Region pointing data
━━━━━━━━━━━━━━━━━━━━━━━━━━━━━━

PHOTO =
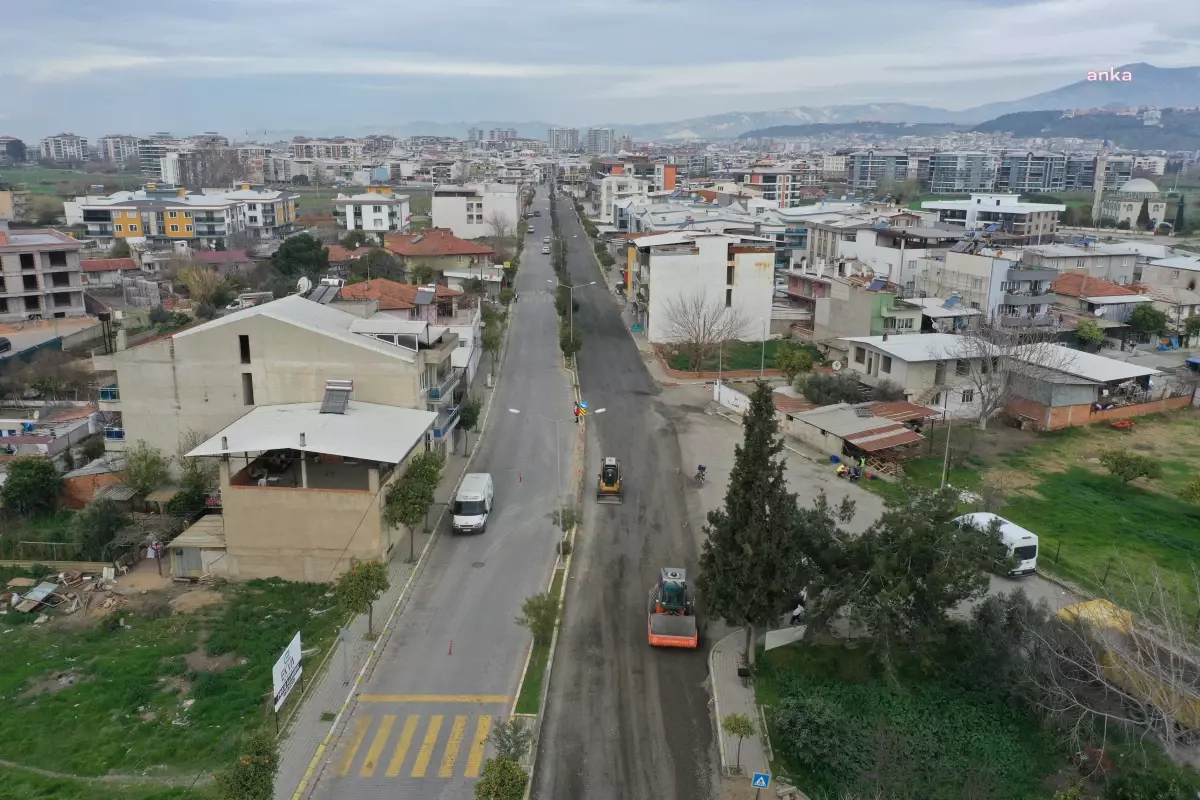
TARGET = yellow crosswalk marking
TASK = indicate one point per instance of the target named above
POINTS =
(475, 757)
(352, 746)
(451, 756)
(426, 752)
(406, 741)
(377, 745)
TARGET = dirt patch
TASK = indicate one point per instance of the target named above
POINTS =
(195, 600)
(55, 683)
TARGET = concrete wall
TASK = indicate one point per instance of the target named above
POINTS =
(195, 382)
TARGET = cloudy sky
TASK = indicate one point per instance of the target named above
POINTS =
(238, 66)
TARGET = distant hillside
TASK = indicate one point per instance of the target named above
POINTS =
(881, 128)
(1180, 130)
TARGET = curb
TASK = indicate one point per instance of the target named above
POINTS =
(312, 773)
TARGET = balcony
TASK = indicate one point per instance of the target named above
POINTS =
(444, 423)
(445, 389)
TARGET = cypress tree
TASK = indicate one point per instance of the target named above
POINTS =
(750, 566)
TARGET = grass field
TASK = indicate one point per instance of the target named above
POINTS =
(529, 699)
(1090, 523)
(743, 355)
(167, 695)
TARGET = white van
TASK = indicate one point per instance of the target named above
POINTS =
(1020, 542)
(472, 504)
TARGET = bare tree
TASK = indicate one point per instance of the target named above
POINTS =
(994, 362)
(700, 325)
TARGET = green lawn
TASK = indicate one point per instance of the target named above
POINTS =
(529, 699)
(923, 739)
(743, 355)
(127, 710)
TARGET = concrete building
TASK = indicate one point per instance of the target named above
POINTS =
(471, 211)
(207, 377)
(373, 211)
(40, 275)
(303, 488)
(714, 271)
(65, 149)
(1005, 211)
(960, 172)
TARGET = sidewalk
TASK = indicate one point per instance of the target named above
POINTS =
(732, 696)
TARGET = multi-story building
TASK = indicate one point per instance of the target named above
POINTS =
(1002, 212)
(474, 210)
(376, 210)
(40, 275)
(869, 168)
(599, 142)
(65, 148)
(1029, 173)
(564, 139)
(118, 149)
(672, 272)
(961, 172)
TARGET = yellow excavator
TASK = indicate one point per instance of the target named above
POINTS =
(609, 488)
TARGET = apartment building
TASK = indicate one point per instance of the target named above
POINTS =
(207, 377)
(961, 172)
(1031, 173)
(65, 149)
(377, 210)
(40, 275)
(868, 169)
(469, 210)
(1002, 212)
(118, 149)
(672, 270)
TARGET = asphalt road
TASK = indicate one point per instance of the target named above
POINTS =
(624, 720)
(450, 669)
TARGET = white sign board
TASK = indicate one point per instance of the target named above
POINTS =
(287, 671)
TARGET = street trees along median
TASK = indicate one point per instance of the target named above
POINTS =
(359, 587)
(753, 564)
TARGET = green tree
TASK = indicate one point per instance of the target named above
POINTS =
(1144, 221)
(96, 527)
(750, 565)
(33, 486)
(738, 725)
(511, 739)
(792, 360)
(359, 587)
(252, 775)
(503, 780)
(1147, 319)
(1089, 332)
(1129, 465)
(301, 256)
(145, 468)
(539, 613)
(825, 388)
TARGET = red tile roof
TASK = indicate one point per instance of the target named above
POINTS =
(391, 295)
(433, 241)
(222, 257)
(1080, 284)
(107, 264)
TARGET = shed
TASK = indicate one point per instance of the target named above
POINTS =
(201, 549)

━━━━━━━━━━━━━━━━━━━━━━━━━━━━━━

- [YOUR GOAL] Once the pictures are set aside, give every line above again without alteration.

- [ANSWER SPACE]
PHOTO =
TARGET = yellow crosswalk marking
TASK = indicate one point per instance of the target named above
POINTS =
(475, 757)
(352, 746)
(451, 756)
(426, 752)
(406, 741)
(377, 745)
TARGET = dirt patch
TASK = indicate one point per instance of the target named above
POINTS =
(195, 600)
(55, 683)
TARGET = concrete wall
TASK = indicate one point per instance of the target named above
POINTS =
(195, 382)
TARGET = cloudy sky
TASK = indicate one point per instance of the target named above
POINTS =
(238, 66)
TARGET = distant hillside
TASK = indicate one point per instance of the target named above
POINTS =
(881, 128)
(1180, 130)
TARGET = curb
TASK = indicate one point per instance of the target named above
POINTS =
(312, 773)
TARGET = balcony
TASK = indicate one point per instance of the target named above
POINTS =
(444, 423)
(445, 389)
TARGET = cypress tree
TASK = indicate one point per instance of the target named above
POINTS =
(750, 566)
TARGET = grass field
TASK = indicate one point per instance of the target named above
POINTS =
(529, 699)
(1090, 523)
(743, 355)
(167, 695)
TARGET = white van
TASK = indicate one point per instance of the target named above
POINTS =
(1020, 542)
(472, 504)
TARGET = bare tree
TASK = indicate one point per instance of the target named above
POINTS =
(994, 362)
(700, 325)
TARGET = green lawn
TASK = indicate one point per instance of the target named above
POINTS =
(529, 699)
(923, 739)
(743, 355)
(127, 710)
TARGET = concrete building
TASK = indicate one point per instance of the target named above
POINTS =
(471, 211)
(207, 377)
(373, 211)
(40, 275)
(303, 488)
(714, 271)
(65, 149)
(1005, 211)
(960, 172)
TARGET = sidewalk
TASK = indicate one point per instance of the target named above
POINTS =
(732, 696)
TARGET = multi-story building
TASK = indicate one point per instance of the target named above
POINTS =
(1002, 212)
(474, 210)
(376, 210)
(40, 275)
(869, 168)
(599, 142)
(65, 148)
(1029, 173)
(564, 139)
(118, 149)
(672, 272)
(961, 172)
TARGET = yellow excavator
TASK = indicate one point per instance of the target named above
POINTS =
(609, 488)
TARGET = apartment building
TASK = indicate one point per instance of the target named above
POINTS =
(207, 377)
(961, 172)
(1031, 173)
(65, 149)
(377, 210)
(40, 275)
(868, 169)
(469, 210)
(1002, 212)
(118, 149)
(672, 270)
TARGET = asphalt road
TASK = indicate one point per instance of the target named above
POINTS =
(624, 720)
(450, 669)
TARGET = white sign board
TASK = indicate one point per instance of the target named above
POINTS =
(287, 671)
TARGET = street trees along median
TASK = indicate one point per instance of the target named above
POINTS =
(359, 587)
(753, 564)
TARGET = green tree
TASK = indicate one point per instance of the target named above
POINTS =
(1144, 221)
(96, 527)
(750, 565)
(33, 486)
(738, 725)
(511, 739)
(792, 360)
(359, 587)
(252, 775)
(503, 780)
(1147, 319)
(1089, 332)
(1129, 465)
(301, 256)
(145, 468)
(539, 613)
(825, 388)
TARGET = red tile roof
TASK = indicate one point per instance of the target named above
POINTS =
(391, 295)
(433, 241)
(222, 257)
(1080, 284)
(107, 264)
TARGET = shed
TASK = indicate one point per instance of the target named above
POINTS =
(201, 549)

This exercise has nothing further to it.